START Given records

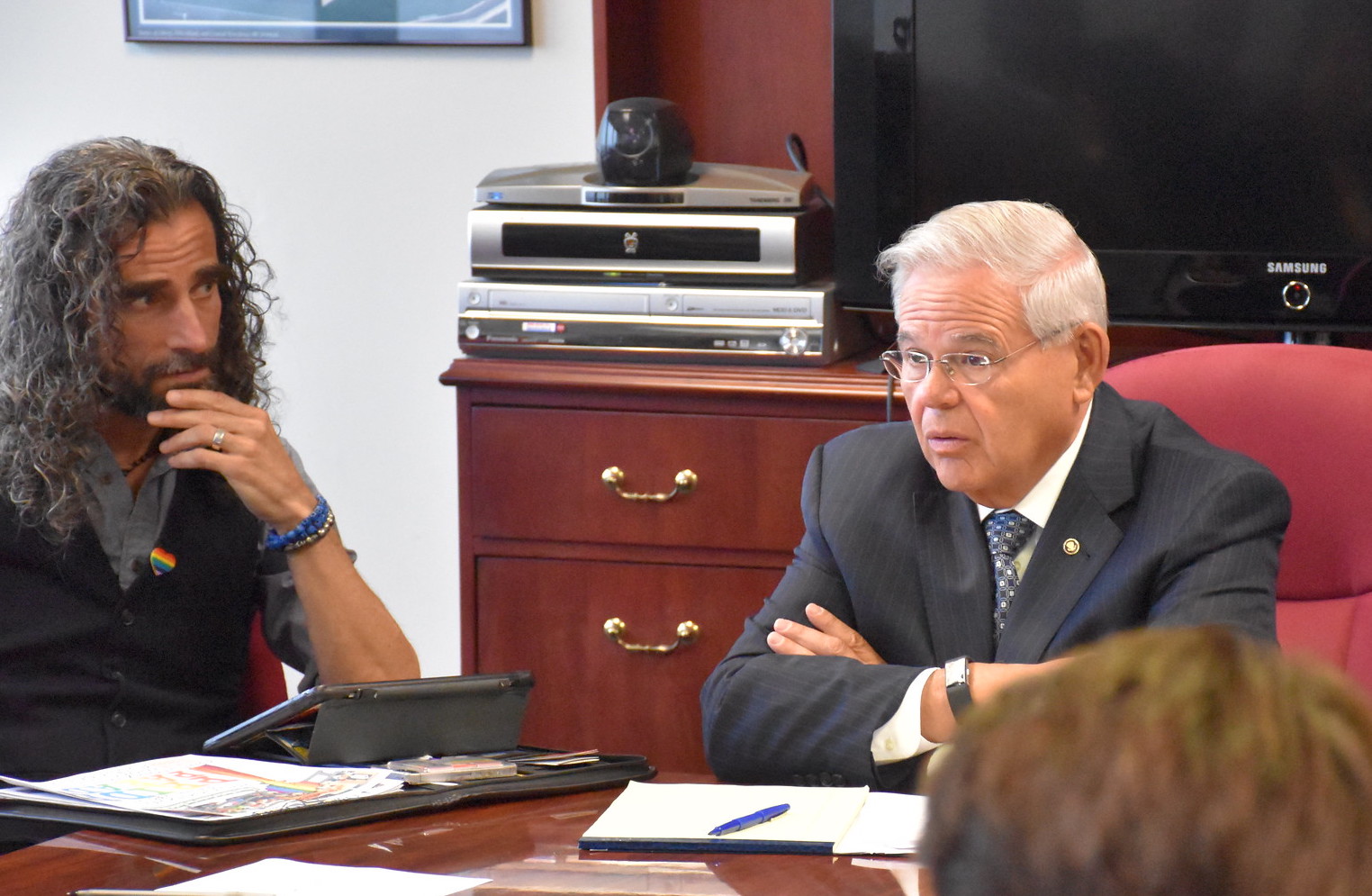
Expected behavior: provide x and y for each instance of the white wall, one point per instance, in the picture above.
(357, 167)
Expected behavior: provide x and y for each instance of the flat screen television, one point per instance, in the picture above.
(1217, 154)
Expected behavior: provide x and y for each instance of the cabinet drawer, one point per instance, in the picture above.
(549, 616)
(536, 474)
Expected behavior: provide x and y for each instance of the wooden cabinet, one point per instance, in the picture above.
(550, 553)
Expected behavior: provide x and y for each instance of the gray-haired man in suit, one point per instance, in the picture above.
(895, 613)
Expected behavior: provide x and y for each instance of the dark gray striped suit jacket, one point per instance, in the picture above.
(1172, 531)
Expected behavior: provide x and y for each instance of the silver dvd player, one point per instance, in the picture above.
(709, 186)
(799, 325)
(766, 248)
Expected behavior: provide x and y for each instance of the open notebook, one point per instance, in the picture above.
(678, 818)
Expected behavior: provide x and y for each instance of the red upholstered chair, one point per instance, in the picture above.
(1306, 413)
(265, 685)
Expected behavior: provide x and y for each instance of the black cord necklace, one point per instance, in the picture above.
(147, 456)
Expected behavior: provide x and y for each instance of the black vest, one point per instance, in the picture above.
(91, 676)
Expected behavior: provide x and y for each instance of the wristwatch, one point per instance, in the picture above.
(956, 681)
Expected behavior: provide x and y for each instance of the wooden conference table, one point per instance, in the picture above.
(523, 846)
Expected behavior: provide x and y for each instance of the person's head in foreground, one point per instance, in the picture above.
(1161, 762)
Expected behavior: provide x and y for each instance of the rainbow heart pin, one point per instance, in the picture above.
(162, 560)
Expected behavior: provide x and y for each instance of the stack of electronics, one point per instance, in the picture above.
(651, 256)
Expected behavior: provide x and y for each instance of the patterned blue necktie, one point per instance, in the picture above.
(1006, 534)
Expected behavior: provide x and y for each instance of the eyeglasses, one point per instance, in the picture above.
(963, 368)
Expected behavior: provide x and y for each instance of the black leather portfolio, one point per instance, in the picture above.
(379, 720)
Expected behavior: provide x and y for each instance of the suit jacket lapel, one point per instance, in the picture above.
(1079, 539)
(953, 574)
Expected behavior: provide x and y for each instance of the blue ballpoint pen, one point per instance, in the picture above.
(749, 820)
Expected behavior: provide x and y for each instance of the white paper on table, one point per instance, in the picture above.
(287, 877)
(889, 824)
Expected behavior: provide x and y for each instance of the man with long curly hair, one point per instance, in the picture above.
(149, 508)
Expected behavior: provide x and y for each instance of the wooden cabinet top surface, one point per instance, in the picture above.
(806, 388)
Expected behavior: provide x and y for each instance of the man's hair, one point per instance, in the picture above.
(59, 298)
(1026, 246)
(1183, 762)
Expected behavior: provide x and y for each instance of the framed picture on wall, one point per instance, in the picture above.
(502, 23)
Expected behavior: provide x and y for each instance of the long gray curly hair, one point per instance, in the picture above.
(59, 288)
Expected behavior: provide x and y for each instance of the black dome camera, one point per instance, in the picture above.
(644, 141)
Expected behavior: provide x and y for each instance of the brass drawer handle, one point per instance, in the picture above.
(686, 633)
(613, 479)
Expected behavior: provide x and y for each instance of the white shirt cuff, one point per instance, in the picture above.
(898, 738)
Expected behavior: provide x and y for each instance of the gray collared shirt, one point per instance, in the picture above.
(128, 527)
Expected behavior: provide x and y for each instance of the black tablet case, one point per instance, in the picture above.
(380, 720)
(531, 781)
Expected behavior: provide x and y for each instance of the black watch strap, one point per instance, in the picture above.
(958, 683)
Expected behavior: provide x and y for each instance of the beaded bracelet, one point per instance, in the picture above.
(309, 529)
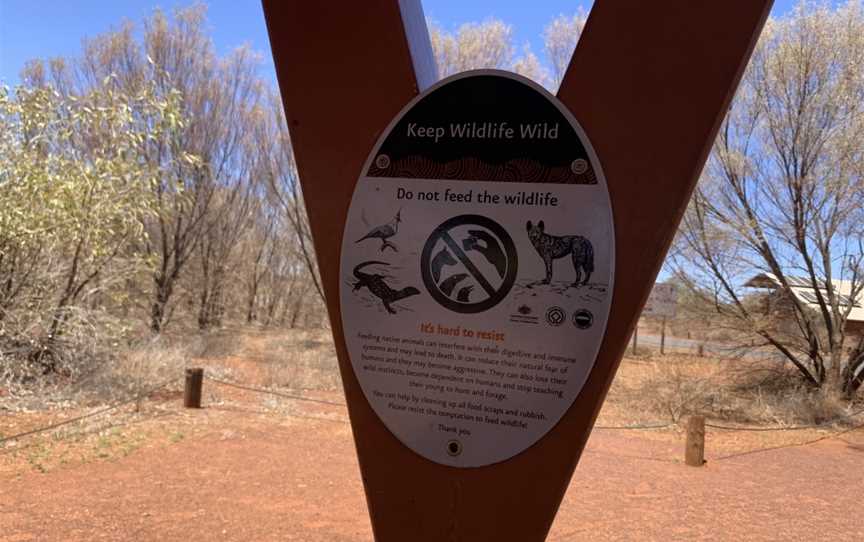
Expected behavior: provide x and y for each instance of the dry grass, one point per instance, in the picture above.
(303, 360)
(735, 391)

END Given records

▶ Stated goal
Pictures are not part of the copy; reproduce everything else in the records exactly.

▶ Task result
Expected behavior: provide x and y for each instance of the white wall, one point per instance, in the picture above.
(357, 167)
Expected behavior: provide x and y for each instance of the flat screen television, one point per instance, in the picture above.
(1217, 154)
Expected behavior: provide x and y for each instance of the cabinet drawer, one point per instance, in the picture above.
(549, 616)
(536, 474)
Expected behavior: provide x and y for each instance of the wooden cabinet, one point per instance, in the picture above.
(550, 553)
Expected behavior: provide x and y for each instance of the gray-haired man in suit, one point per instance, in the picture above.
(895, 613)
Expected behavior: provide x and y for each instance of the dark gray striped suit jacket, one point per instance, in the picture above.
(1172, 531)
Expected behavior: provide x and y for each instance of the silver dvd player, one point per instance, in the picture above.
(709, 186)
(799, 325)
(766, 248)
Expected behavior: provide x and y for each instance of the open notebook, one point per instance, in the picture above.
(678, 818)
Expected behavior: provide x and y for each instance of the red upholstered chair, one point per instance, in the picture above.
(1306, 413)
(265, 685)
Expected behavior: provide x and y for each instance of the black cord necklace, one point per instance, in the picture above.
(147, 456)
Expected behavior: provide x and y for each instance of the black vest, one point per instance, in the picture above.
(91, 676)
Expected behavior: provide x and y for each instance of the wristwatch, one point per instance, in the picture above.
(956, 681)
Expected behavior: provide x and y for each instance of the wooden conference table, one point per instance, in the picture above.
(523, 846)
Expected behavior: provide x and y for each instance of the person's head in foreground, one point per instance, in the picture above.
(1161, 762)
Expected behavior: provide x and y for each instance of the rainbow heart pin, one point per instance, in the picture above.
(162, 560)
Expected behavior: provide x and y for each instance of the stack of electronics, one point per instance, in the picture above.
(651, 256)
Expected behavior: provide x and y for each instance of the patterned blue necktie, one point per instance, in the picture above.
(1006, 534)
Expected behavior: provide x and y for each instance of the eyeglasses, one point per instance, in the picture above.
(963, 368)
Expected behavior: provide x and y for each instance of the black leather portfolio, one point per instance, in the picture above.
(379, 720)
Expected behavior: provide x and y for each instance of the suit jacket lapel, one point per instance, in the picture above.
(1079, 539)
(953, 574)
Expected behavior: provide x and y for each instance of the blue ballpoint pen, one point per instance, in the picture above.
(749, 820)
Expected behavior: provide x and y for each instance of the white paper on table, one point per instance, in the picture above.
(287, 877)
(889, 824)
Expected behavior: provide x and y for each instance of the man with long curly hair, one point per instance, in the picture above.
(149, 508)
Expected behavior: provide x and y for each instance of the wooden cabinet top surface, one point per instance, in the picture above.
(806, 388)
Expected behavior: provide x and y for each instance of the man's hair, one point per instance, in the picture above.
(59, 298)
(1026, 246)
(1183, 762)
Expected behavior: provide x and y for each instance of the framed picture on wall, one point per instance, in the picture above.
(502, 23)
Expected behavior: provide x and y for each instance of the long gray curly hair, one point per instance, in the picture above.
(59, 288)
Expected behavior: provide x and y for each instance of the black dome camera, one point per instance, in the picture above.
(644, 141)
Expected behavior: provide x and y for each instance of the brass drawer handle, one point per instance, in the picture above.
(686, 633)
(613, 479)
Expected behavior: provide x and y for each instance of the white shirt cuff, one point per instance, in the picture above.
(898, 738)
Expected behavior: provide x and y for each instance of the gray collared shirt, one point per instance, in the picture above.
(128, 527)
Expected behavior: provide x and y for each instance of the black tablet case, one point per instance, in the picture above.
(380, 720)
(531, 781)
Expected behavior: provide x and y for each instance of the black watch strap, one point per instance, in the picture above.
(958, 683)
Expected behavior: provide x and y for each instance of the beaded bracelet, one point per instance, in the picture above.
(309, 529)
Expected behavior: provide x and y for each instance of the dry grass, one point per instance, in the picture above.
(303, 360)
(735, 391)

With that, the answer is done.